Data under study section start
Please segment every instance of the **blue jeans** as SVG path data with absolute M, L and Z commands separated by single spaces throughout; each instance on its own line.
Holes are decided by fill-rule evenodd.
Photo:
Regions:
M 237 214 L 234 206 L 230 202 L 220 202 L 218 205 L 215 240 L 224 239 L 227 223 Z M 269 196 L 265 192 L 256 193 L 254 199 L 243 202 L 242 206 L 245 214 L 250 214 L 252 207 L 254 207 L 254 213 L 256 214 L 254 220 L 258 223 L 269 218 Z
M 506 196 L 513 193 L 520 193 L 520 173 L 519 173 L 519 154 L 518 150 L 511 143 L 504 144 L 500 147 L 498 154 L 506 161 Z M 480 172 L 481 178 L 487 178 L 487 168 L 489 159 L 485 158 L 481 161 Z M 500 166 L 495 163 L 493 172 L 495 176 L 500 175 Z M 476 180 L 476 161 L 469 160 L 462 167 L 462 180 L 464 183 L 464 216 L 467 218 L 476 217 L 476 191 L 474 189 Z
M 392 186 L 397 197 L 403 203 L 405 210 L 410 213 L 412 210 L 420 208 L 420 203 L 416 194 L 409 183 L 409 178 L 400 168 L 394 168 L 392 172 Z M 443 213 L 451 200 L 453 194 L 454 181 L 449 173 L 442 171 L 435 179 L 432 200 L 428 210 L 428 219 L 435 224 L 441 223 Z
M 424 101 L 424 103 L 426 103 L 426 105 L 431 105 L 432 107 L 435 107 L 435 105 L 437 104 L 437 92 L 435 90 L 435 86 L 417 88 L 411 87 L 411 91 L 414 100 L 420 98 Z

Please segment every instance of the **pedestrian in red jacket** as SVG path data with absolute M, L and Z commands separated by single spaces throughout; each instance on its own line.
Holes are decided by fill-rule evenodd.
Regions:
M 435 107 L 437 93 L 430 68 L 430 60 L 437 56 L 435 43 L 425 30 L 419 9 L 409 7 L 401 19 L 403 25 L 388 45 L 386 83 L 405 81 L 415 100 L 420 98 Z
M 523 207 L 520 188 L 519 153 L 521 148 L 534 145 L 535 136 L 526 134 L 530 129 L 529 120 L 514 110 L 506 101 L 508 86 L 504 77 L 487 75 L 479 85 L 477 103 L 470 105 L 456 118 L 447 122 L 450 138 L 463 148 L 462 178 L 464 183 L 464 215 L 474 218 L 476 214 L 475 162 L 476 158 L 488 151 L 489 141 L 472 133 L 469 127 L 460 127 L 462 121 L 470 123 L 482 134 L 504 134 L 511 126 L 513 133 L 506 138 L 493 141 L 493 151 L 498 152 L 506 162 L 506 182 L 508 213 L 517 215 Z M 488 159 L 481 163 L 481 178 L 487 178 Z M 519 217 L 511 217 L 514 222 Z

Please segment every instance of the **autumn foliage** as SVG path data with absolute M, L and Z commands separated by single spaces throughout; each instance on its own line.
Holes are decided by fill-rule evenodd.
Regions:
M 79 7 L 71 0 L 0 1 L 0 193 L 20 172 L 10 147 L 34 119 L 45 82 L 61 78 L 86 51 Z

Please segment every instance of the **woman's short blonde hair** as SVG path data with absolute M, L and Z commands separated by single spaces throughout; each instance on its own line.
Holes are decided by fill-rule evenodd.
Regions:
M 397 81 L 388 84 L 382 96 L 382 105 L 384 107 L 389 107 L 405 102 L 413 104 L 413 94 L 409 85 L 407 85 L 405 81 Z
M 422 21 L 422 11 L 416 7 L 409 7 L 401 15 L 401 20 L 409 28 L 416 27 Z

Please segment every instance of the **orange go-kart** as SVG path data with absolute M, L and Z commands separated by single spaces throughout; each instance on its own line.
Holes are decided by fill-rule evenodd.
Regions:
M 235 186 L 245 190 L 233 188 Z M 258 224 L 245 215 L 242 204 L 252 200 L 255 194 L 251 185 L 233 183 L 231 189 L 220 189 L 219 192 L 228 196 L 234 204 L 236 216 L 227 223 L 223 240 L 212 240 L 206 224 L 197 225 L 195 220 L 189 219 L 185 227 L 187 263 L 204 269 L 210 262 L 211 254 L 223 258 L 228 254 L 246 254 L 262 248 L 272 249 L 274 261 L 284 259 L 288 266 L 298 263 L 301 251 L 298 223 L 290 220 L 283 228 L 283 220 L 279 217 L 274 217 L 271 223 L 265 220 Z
Data under study section end
Exercise directions:
An unaltered copy of the listing above must form the answer.

Output below:
Please segment every instance of the **blue jeans** as SVG path data with absolute M, L and Z commands separated by single spaces throughout; each instance on its own line.
Holes are decided by fill-rule evenodd.
Photo:
Regions:
M 237 214 L 234 206 L 230 202 L 220 202 L 218 205 L 215 240 L 224 239 L 227 223 Z M 269 196 L 265 192 L 256 193 L 254 199 L 243 202 L 242 206 L 245 214 L 250 214 L 252 207 L 254 207 L 254 213 L 256 214 L 254 220 L 258 223 L 269 218 Z
M 506 196 L 513 193 L 520 193 L 520 173 L 519 173 L 519 154 L 518 150 L 511 143 L 504 144 L 500 147 L 498 154 L 506 161 Z M 480 172 L 481 178 L 487 178 L 487 168 L 489 159 L 485 158 L 481 161 Z M 500 166 L 495 163 L 493 172 L 495 176 L 500 175 Z M 476 180 L 476 161 L 469 160 L 462 167 L 462 180 L 464 183 L 464 216 L 467 218 L 476 217 L 476 191 L 474 189 Z
M 392 186 L 397 197 L 403 203 L 405 210 L 410 213 L 412 210 L 420 208 L 420 203 L 416 194 L 409 183 L 409 178 L 400 168 L 394 168 L 392 172 Z M 443 213 L 451 200 L 453 194 L 454 181 L 449 173 L 442 171 L 435 179 L 432 200 L 428 210 L 428 219 L 435 224 L 441 223 Z
M 424 101 L 424 103 L 426 103 L 426 105 L 431 105 L 432 107 L 435 107 L 435 105 L 437 104 L 437 92 L 435 90 L 435 86 L 417 88 L 411 87 L 411 91 L 414 100 L 420 98 Z

Please segment every instance of the **pedestrian in red jacket** as SVG path data with absolute M, L and Z commands separated by single spaces throughout; each instance on its own line.
Holes are decided by fill-rule evenodd.
Regions:
M 435 107 L 437 93 L 430 68 L 430 60 L 437 56 L 435 43 L 425 30 L 419 9 L 409 7 L 401 19 L 403 25 L 388 45 L 386 83 L 405 81 L 415 100 L 420 98 Z
M 523 207 L 520 188 L 519 153 L 521 148 L 534 145 L 535 136 L 526 134 L 530 129 L 529 120 L 514 110 L 506 101 L 508 86 L 504 77 L 487 75 L 479 85 L 477 103 L 470 105 L 456 118 L 447 122 L 450 138 L 463 148 L 462 178 L 464 183 L 464 215 L 474 218 L 476 214 L 475 162 L 476 158 L 488 151 L 489 141 L 472 133 L 469 127 L 460 127 L 462 121 L 470 123 L 482 134 L 504 134 L 511 126 L 513 133 L 506 138 L 493 141 L 493 151 L 498 152 L 506 162 L 506 182 L 508 213 L 517 215 Z M 488 159 L 481 163 L 481 178 L 487 178 Z M 519 217 L 511 217 L 514 222 Z

Please segment every instance of the **autumn foliage** as SVG path data with absolute M, L and Z commands separated by single spaces throughout; each instance on its own line.
Holes are decided by fill-rule evenodd.
Regions:
M 79 7 L 71 0 L 0 1 L 0 193 L 20 172 L 10 147 L 34 119 L 45 82 L 61 78 L 86 51 Z

Please segment every instance of the **woman's short blonde hair** as SVG path data with absolute M, L and Z commands separated by single spaces throughout; each instance on its own line.
Holes are decided by fill-rule evenodd.
Regions:
M 397 81 L 388 84 L 382 96 L 382 105 L 384 107 L 389 107 L 405 102 L 413 104 L 413 94 L 409 85 L 407 85 L 405 81 Z
M 422 21 L 422 11 L 416 7 L 409 7 L 401 15 L 401 20 L 409 28 L 416 27 Z

Please segment every instance of the **orange go-kart** as SVG path data with absolute M, L and Z commands separated by single spaces throughout; each instance on its own line.
Holes are decided by fill-rule evenodd.
Regions:
M 235 186 L 245 190 L 233 188 Z M 258 224 L 245 215 L 242 204 L 252 200 L 255 194 L 251 185 L 233 183 L 231 189 L 220 189 L 219 192 L 228 196 L 234 204 L 236 216 L 227 223 L 223 240 L 212 240 L 206 224 L 197 225 L 195 220 L 189 219 L 185 227 L 187 263 L 204 269 L 210 262 L 211 254 L 223 258 L 228 254 L 246 254 L 262 248 L 272 249 L 274 261 L 284 259 L 288 266 L 298 263 L 301 251 L 298 223 L 290 220 L 283 228 L 283 220 L 279 217 L 274 217 L 271 223 L 265 220 Z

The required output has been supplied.